Vaccinate to educate: Add school and early childhood staff to priority groups

It takes just one case of COVID-19 to shut down an entire school, impacting hundreds, sometimes thousands, of families –disrupting learning and impeding parents' and guardians’ ability to work.

The IEU is lobbying for teachers and support staff in schools and early childhood centres to be included in vaccine priority groups. Here’s why.

On 19 January the IEU spoke out about vaccinating teachers. We distributed a news release to numerous media outlets as well as all state and federal politicians. This attracted considerable interest from ABC News 24, SBS News, Channel Nine News, 2GB, the Illawarra Mercury, the Newcastle Herald, the Canberra Times and others (see our Facebook page for vision and links). Here is the full version of the union’s media release.

Call for inclusion

The Independent Education Union of Australia NSW/ACT Branch is calling on the Federal Government to include teachers and support staff in schools and early childhood services as frontline essential workers in a priority group for vaccination.

“It is not only in the interests of teachers and support staff to receive the vaccination but also the entire community,” said IEUA NSW/ACT Branch Secretary Mark Northam. “It takes just one case of COVID-19 to shut down an entire school, impacting hundreds, sometimes thousands, of families – disrupting learning and impeding parents and guardians’ ability to work.”

Since the COVID-19 crisis began, more than 50 schools in NSW have had to close owing to confirmed cases, and nearly 20 early childhood centres have been disrupted.

Then there’s the matter of extensive contact tracing and deep cleaning before the school can reopen, which can take anything from 24 hours to several days and cost in the tens of thousands.

“The IEU supports NSW Education Minister Sarah Mitchell’s COVID-safety guidelines for students starting Kindergarten, Year 1, Year 2 and Year 7, released on Monday 18 January,” Northam said. “But these guidelines should be extended to include priority vaccination of all school staff to ensure smooth delivery of education in 2021.”

International opinion

The IEU’s call is echoed internationally. The United Nations Educational, Scientific and Cultural Organization (UNESCO) and Education International (EI), a global federation of teachers’ unions, has already called on governments to consider education staff as a prioritygroup for vaccination.

“Schools are irreplaceable – re-opening schools and education institutions safely and keeping them open as long as possible is an imperative,” said UNESCO chief Audrey Azoulay and EI General Secretary David Edwards in a joint media release. “School closures had adverse social and economic consequences on societies at large.”

They noted that more than 100 million teachers and support staff worldwide had been impacted by disruptions to schools during the pandemic so far. “Without calling into question decisions on other priority groups, we believe that teachers and education support personnel must be considered a priority group,” they said.

In the United States, the Center for Disease Control and Prevention has classified school staff as “frontline essential workers” for vaccine priority. The Chief Medical Officer for Practice Innovation and Paediatric Infectious Disease at Stanford Children’s Health in California, Grace Lee, sat on the committee that drew up the recommendations. She said they put education workers so high on the list because of concerns about the social and academic effects of prolonged school closures.

“My worry is that some children are being left behind, and that we need to really be able to make sure that there is the opportunity for everyone to be educated,” Professor Lee said.

In the UK, the four Children’s Commissioners have similarly requested prioritising teachers for vaccination. As teachers and support staff know, schools and early childhood centres not only teach children, they also provide mental health and social support.

“It would be a vital first step in limiting the devastating impact of the pandemic on children’s rights this year, which may well have consequences for years to come,” the Children’s Commissioners said in a letter to the UK’s Chair of the Joint Committee on Vaccination and Immunisation.

Proof is in the policy

While the full details of Australia’s vaccination policy are still being finalised, the first group will rightly include: frontline health workers; aged care and disability care workers; residents in aged and disability care; and quarantine and border officials. The second group is reported to be elderly people and Aboriginal and Torres Strait Islander people over the age of 55.

“Let’s add teachers and support staff to the priority list,” Northam said. “The union will lobby the relevant ministers on behalf of its members for school and early childhood staff to be prioritised for vaccination. It’s in the national interest to minimise disruption to families in 2021.”

Your assignment: From the article on vaccinating school and early childhood staff, write out word for word the part that begins with the words containing "Then there’s the" and ends with "tens of thousands.". Rely only on the article about vaccinating school staff.

Recorded data:
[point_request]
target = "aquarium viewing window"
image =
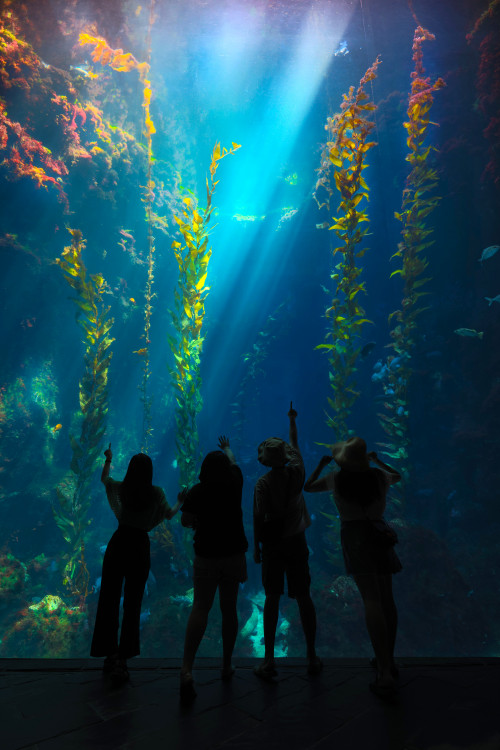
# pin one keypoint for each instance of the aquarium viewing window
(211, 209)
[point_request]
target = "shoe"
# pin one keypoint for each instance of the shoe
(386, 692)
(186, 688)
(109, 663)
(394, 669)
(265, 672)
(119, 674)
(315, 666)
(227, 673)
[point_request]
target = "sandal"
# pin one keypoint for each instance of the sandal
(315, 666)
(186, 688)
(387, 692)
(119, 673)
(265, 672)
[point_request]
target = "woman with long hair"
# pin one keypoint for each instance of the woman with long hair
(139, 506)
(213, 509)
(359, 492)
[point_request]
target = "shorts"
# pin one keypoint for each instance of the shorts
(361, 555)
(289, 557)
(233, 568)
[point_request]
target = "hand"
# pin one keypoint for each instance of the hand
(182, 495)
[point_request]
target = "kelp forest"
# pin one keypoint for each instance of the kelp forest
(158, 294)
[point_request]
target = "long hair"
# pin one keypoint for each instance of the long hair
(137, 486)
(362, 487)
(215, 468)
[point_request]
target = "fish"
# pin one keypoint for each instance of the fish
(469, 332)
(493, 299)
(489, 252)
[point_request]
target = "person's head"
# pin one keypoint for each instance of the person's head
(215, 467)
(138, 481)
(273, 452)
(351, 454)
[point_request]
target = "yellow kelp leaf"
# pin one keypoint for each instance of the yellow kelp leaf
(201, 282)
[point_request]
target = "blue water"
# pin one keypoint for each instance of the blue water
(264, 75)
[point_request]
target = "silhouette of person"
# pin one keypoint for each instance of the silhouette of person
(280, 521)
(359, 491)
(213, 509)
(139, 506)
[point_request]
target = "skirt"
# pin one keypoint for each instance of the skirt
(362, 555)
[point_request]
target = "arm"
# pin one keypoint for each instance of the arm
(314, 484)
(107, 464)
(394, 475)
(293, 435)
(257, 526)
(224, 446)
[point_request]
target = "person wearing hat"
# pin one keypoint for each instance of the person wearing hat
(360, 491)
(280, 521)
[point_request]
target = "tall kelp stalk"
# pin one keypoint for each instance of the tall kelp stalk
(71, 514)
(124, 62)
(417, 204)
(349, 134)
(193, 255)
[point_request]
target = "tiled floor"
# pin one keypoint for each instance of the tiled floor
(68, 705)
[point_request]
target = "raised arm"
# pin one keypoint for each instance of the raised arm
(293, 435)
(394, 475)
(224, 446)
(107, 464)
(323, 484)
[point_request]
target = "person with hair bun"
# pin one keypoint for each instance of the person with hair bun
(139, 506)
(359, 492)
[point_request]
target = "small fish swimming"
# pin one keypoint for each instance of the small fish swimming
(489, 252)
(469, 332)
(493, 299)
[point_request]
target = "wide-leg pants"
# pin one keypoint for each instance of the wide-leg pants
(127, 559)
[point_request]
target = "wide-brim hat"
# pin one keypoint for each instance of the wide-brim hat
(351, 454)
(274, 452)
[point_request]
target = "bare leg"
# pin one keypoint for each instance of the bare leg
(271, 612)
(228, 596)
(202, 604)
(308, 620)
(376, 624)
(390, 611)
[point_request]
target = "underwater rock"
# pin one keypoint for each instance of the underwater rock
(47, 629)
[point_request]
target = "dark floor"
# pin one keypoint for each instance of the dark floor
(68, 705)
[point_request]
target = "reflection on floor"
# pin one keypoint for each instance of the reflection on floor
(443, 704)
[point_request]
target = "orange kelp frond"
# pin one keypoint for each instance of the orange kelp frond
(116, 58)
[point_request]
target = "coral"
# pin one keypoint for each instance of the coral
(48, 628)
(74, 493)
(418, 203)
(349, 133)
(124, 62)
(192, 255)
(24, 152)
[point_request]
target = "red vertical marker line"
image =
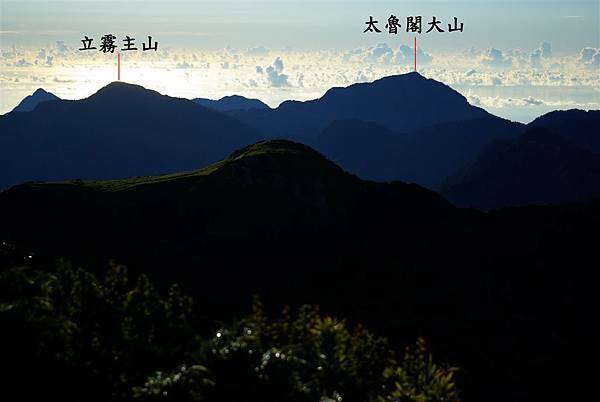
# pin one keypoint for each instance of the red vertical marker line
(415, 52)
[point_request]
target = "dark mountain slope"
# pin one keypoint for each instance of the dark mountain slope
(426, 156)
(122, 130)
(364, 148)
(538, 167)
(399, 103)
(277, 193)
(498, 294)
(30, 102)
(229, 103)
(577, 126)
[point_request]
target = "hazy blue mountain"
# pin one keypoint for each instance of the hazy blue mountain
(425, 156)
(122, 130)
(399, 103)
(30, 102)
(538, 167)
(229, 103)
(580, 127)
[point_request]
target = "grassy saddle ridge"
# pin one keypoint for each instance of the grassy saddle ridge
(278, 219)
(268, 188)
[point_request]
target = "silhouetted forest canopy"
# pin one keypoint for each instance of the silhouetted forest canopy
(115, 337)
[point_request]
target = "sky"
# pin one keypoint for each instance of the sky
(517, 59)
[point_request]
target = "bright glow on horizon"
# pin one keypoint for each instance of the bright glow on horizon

Task answer:
Then there’s the matter of extensive contact tracing and deep cleaning before the school can reopen, which can take anything from 24 hours to several days and cost in the tens of thousands.